_FRAGMENTO PROPORCIONADO:_

╔══

En Historia de la guerra del Peloponeso, el clásico historiador ateniense Tucídides hace decir al célebre estadista Pericles: "Amamos lo bello sin extravagancia" (II, 40). Me parece una sentencia memorable, puesto que implica algo que hoy nos parece inconcebible: la noble indiferencia ante lo sorprendente, ante lo llamativo, ante lo pintoresco. Nuestro modelo actual de belleza interesante se encuentra, más bien, en el Prefacio a la obra Cromwell, de Victor Hugo, donde se defiende lo "grotesco" como nuevo ideal artístico y literario. De modo que cuando leemos de alguien que sostiene que, al igual que su pueblo (el orgulloso pueblo de Atenas, en el siglo V a. C), ama lo bello sin extravagancia, no podemos menos que inclinarnos: lo hacemos ante una verdad olvidada, tan espléndida como remota. Pues bien, he meditado sobre estas palabras admirables desde una terracita en el Four Seasons Hydra, en la isla griega de Hidra. Y tenía ante mí, toda la costa del Peloponeso, entre dos golfos (Sarónico y Argólico). Medité sobre lo griego con Grecia ante mí.
La isla en cuestión permaneció salvaje (tan salvaje y ciclópea como, aún hoy, el vecino atolón Dokós), durante el período clásico. De paso desde el puerto del Pireo, en Atenas, hasta Hidra, uno pasa junto a Egina. Este territorio tuvo una gran resonancia en el período clásico. En Egina uno visita el templo a Afaia y los restos de otro a Apolo. Esta isla formó parte de la Liga de la Hélide y estuvo ahí, bien presente, en los rifirrafes entre Esparta y Atenas… En fin, dígase Lesbos, Eubea, Samos o Egina: a su lado, en contraste, tenemos en Hidra una isla próxima a la costa, pero desértica, virgen, que pasó desapercibida a la civilización antigua. Aparece mencionada Hidra muy de pasada en Heródoto, a cuenta de una transacción de tierras.

╚══

_INFORMACIÓN EXTRAÍDA:_
╔══

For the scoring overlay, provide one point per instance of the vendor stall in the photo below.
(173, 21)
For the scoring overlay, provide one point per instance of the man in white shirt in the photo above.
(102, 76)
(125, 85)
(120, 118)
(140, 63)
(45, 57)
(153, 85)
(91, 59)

╚══

_TAREA PROPUESTA 1:_
Según el fragmento sobre Hidra, ¿entre qué dos golfos se extiende la costa del Peloponeso?
_TAREA PROPUESTA 2:_
Transcribe del fragmento sobre Hidra el pasaje que empieza en "La isla en cuestión" y continúa hasta "transacción de tierras.".
Los registros no tienen relación con el fragmento.

_SOLUCIÓN DE LA TAREA 1:_
Entre el golfo Sarónico y el Argólico.

_SOLUCIÓN DE LA TAREA 2:_
La isla en cuestión permaneció salvaje (tan salvaje y ciclópea como, aún hoy, el vecino atolón Dokós), durante el período clásico. De paso desde el puerto del Pireo, en Atenas, hasta Hidra, uno pasa junto a Egina. Este territorio tuvo una gran resonancia en el período clásico. En Egina uno visita el templo a Afaia y los restos de otro a Apolo. Esta isla formó parte de la Liga de la Hélide y estuvo ahí, bien presente, en los rifirrafes entre Esparta y Atenas… En fin, dígase Lesbos, Eubea, Samos o Egina: a su lado, en contraste, tenemos en Hidra una isla próxima a la costa, pero desértica, virgen, que pasó desapercibida a la civilización antigua. Aparece mencionada Hidra muy de pasada en Heródoto, a cuenta de una transacción de tierras.